■ **SUPPLIED PASSAGE**:
-*-

The flow back requirements include: [0068] equipment flow back
requirements including: the processing facility inlet pressure
requirement, pressure losses suffered by flow back fluids flowing
through the flow back equipment 3 (which can be dictated by the
flow back surface equipment configuration), and a target fluid
entry pressure above the pipeline or processing facility inlet
pressure requirement; and [0069] performance flow back requirements
including: maximum water flow back rate, maximum gas flow back
rate, target flow back pressure drawdown, target bottom hole
drawdown (flowing) pressure, and the composition of the gases
and/or liquids to be flowed into a pipeline or processing
facility.
[0070] At step 303, the natural gas composition and content of the
fracturing fluid mixture is determined that will achieve the
defined flow back requirements during the fracturing flow back
operation. This determination is achieved by defining a
relationship between bottom hole flowing pressure and natural
gas-to-base fluid ratio, using as inputs: the well flow back and
surface capture flow conditions for the subject well and reservoir
as well as the defined flow back requirements. Once this
relationship has been determined, a natural gas-to-base fluid ratio
is selected for a bottom hole flowing pressure that is below the
reservoir pressure minus a drawdown pressure. Then the amount of
natural gas and base fluid that needs to be mixed to form the
fracturing fluid mixture that achieves this determined natural
gas-to-base fluid ratio is determined. The composition of the
injected natural gas is selected to ensure the flow back fluids,
i.e. the combined flow of recovered injected gas, native reservoir
gas and any fracturing induced contaminants meet or exceed pipeline
specifications or the inlet requirements for the gas processing
facility.

-*-

■ **INSTRUCTIONS**:
1) According to the fracturing flow back passage, what is selected once the relationship between bottom hole flowing pressure and natural gas-to-base fluid ratio has been determined?
2) Filter the listing, keeping every line that contains the word "rugby".
The listing and the fracturing flow back passage come from unrelated sources.

■ **EXCERPTED DATA**:
-*-

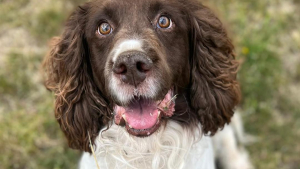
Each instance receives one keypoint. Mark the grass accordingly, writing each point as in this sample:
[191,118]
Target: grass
[30,134]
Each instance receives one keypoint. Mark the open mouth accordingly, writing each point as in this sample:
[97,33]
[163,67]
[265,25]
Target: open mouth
[142,117]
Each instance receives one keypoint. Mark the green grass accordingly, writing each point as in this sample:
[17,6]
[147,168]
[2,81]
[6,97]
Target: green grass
[31,138]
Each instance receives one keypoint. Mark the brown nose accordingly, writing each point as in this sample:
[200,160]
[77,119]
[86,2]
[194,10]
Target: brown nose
[132,67]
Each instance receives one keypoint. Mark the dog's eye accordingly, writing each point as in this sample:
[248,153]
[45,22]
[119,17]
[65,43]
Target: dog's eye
[104,29]
[164,22]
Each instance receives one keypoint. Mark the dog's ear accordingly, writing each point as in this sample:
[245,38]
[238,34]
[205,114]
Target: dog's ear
[79,107]
[214,90]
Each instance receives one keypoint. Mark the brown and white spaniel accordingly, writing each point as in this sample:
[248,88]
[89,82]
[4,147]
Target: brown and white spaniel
[147,80]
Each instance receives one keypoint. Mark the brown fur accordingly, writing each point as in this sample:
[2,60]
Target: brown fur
[196,58]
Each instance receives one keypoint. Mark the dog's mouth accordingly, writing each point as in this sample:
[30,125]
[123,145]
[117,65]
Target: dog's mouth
[142,117]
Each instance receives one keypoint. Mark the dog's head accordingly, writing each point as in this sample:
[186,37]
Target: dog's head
[127,61]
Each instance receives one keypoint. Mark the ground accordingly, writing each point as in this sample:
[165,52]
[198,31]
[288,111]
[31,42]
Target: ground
[266,34]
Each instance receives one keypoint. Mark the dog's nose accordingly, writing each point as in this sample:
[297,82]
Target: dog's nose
[132,67]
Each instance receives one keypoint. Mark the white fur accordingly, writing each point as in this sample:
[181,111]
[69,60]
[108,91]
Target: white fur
[127,45]
[125,92]
[173,147]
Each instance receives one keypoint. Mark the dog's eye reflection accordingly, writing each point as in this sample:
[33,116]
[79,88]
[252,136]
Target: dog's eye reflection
[104,29]
[164,22]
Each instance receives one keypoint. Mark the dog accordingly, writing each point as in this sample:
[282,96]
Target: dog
[143,84]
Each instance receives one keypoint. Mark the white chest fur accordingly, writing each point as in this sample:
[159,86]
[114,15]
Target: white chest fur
[173,147]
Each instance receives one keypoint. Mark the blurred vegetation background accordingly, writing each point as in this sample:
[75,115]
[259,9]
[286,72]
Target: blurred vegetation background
[266,34]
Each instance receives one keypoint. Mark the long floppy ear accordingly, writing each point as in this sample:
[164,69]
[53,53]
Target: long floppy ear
[79,107]
[214,90]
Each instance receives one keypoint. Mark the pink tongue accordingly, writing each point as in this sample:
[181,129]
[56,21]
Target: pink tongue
[141,118]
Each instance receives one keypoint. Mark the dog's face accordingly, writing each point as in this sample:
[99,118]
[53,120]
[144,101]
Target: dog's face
[140,63]
[138,52]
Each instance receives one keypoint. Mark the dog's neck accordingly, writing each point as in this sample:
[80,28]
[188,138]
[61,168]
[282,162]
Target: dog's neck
[169,148]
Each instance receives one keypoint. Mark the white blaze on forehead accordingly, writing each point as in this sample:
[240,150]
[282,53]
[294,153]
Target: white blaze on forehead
[127,45]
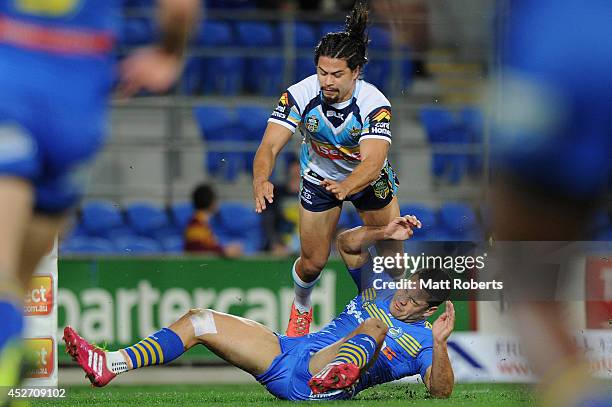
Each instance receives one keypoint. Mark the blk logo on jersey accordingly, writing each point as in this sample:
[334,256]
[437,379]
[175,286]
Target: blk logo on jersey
[312,124]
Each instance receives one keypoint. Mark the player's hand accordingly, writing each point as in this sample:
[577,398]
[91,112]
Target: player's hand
[339,190]
[444,325]
[401,228]
[149,69]
[262,191]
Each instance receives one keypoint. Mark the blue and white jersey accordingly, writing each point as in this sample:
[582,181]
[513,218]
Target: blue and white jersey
[332,132]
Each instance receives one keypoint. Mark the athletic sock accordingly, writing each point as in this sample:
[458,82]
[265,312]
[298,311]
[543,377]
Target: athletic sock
[302,290]
[158,349]
[358,350]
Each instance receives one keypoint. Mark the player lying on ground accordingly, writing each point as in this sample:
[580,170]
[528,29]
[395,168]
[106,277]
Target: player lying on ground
[345,122]
[380,336]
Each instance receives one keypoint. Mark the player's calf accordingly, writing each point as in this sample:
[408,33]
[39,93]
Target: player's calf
[354,356]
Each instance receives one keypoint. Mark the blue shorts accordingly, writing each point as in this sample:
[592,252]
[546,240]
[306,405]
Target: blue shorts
[377,195]
[288,375]
[52,123]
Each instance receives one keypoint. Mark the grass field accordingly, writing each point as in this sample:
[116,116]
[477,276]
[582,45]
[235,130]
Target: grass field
[472,395]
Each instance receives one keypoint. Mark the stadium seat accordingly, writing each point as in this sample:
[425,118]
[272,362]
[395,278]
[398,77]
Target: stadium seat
[137,31]
[441,127]
[137,245]
[173,244]
[222,74]
[304,35]
[100,217]
[473,121]
[146,218]
[458,218]
[326,28]
[219,124]
[237,222]
[87,245]
[423,213]
[265,74]
[180,214]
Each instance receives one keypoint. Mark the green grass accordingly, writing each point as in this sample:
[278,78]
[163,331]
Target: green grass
[468,395]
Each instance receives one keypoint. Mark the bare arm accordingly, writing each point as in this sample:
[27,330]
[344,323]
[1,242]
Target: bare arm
[351,243]
[373,155]
[176,20]
[274,139]
[156,68]
[439,378]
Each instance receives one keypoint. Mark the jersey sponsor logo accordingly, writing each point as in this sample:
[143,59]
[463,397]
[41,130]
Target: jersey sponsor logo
[39,296]
[336,152]
[333,113]
[381,128]
[381,188]
[312,124]
[382,115]
[53,8]
[40,353]
[395,332]
[284,100]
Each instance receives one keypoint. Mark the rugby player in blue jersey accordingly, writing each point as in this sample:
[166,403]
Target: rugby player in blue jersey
[382,335]
[346,126]
[56,73]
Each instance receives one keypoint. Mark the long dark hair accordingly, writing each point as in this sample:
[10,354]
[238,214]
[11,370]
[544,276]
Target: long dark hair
[350,44]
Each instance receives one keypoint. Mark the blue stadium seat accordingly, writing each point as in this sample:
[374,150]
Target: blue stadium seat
[219,124]
[137,31]
[473,121]
[326,28]
[173,245]
[442,127]
[223,74]
[265,74]
[146,218]
[87,245]
[458,218]
[180,214]
[237,222]
[305,35]
[137,245]
[423,213]
[100,217]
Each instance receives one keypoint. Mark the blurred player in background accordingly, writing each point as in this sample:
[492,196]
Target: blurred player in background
[552,151]
[345,122]
[56,72]
[381,336]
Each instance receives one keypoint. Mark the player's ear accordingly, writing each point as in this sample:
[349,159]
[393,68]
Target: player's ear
[430,311]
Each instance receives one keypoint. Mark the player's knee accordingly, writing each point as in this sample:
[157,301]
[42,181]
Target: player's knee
[375,328]
[202,320]
[312,265]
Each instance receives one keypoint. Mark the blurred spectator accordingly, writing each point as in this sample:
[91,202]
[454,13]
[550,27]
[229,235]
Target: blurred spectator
[281,219]
[199,236]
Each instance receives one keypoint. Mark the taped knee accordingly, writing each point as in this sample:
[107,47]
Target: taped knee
[203,321]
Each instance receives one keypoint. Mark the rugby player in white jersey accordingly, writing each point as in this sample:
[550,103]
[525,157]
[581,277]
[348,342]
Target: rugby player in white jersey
[345,122]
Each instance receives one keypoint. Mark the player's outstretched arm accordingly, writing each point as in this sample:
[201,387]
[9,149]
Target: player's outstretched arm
[373,155]
[351,243]
[439,378]
[274,139]
[156,68]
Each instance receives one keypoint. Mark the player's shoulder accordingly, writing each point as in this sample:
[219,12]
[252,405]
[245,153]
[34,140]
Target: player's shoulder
[369,98]
[305,89]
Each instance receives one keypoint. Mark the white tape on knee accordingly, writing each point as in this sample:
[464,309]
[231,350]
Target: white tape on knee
[203,322]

-*-

■ **CORRECT ANSWERS**:
1) A natural gas-to-base fluid ratio for a bottom hole flowing pressure that is below the reservoir pressure minus a drawdown pressure.

2)
Each instance receives one keypoint. Mark the rugby player in blue jersey accordingly, writing each point as in this sample:
Target: rugby player in blue jersey
Each instance receives one keypoint. Mark the rugby player in white jersey accordingly, writing each point as in this sample:
Target: rugby player in white jersey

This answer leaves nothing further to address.